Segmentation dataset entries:
▼

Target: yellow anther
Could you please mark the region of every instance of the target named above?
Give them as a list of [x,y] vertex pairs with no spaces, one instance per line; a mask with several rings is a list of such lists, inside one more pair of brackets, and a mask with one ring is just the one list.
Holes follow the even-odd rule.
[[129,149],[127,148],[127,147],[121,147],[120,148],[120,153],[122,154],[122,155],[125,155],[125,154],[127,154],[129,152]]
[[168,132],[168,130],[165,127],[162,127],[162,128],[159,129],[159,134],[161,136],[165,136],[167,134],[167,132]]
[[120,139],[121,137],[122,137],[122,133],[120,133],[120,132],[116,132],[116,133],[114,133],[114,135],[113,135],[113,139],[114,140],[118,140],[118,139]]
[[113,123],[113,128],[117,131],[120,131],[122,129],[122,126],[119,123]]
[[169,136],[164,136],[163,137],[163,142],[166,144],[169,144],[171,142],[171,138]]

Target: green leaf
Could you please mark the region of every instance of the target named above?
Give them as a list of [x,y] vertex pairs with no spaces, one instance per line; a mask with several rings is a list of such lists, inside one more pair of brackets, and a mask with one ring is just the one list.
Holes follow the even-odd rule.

▲

Stated problem
Write out all the entries above word for word, with no changes.

Full solution
Target: yellow anther
Could you please mark the region of every instance of the target named above?
Give them as a list of [x,y] vertex pairs with no spaces, one instance per line; a mask with several rings is a list of such lists, inside one more pair of brackets, and a mask with one ring is just the one list.
Holes follow the even-odd rule.
[[129,149],[127,148],[127,147],[121,147],[120,148],[120,153],[122,154],[122,155],[125,155],[125,154],[127,154],[129,152]]
[[168,132],[168,130],[165,127],[162,127],[162,128],[159,129],[159,134],[161,136],[165,136],[167,134],[167,132]]
[[120,139],[121,137],[122,137],[122,133],[120,133],[120,132],[116,132],[116,133],[114,133],[114,135],[113,135],[113,139],[114,140],[118,140],[118,139]]
[[113,123],[113,128],[117,131],[120,131],[122,129],[122,126],[119,123]]
[[169,136],[164,136],[163,137],[163,142],[166,144],[169,144],[171,142],[171,138]]

Target: green leaf
Could you please mark the region of every instance of the target named above?
Give them as a list of [x,y] vertex pairs with no spaces, one instance per line; a mask with several rings is a list of such lists, inside one more pair of brackets, and a mask with one ring is just the one list.
Holes follow the even-odd rule.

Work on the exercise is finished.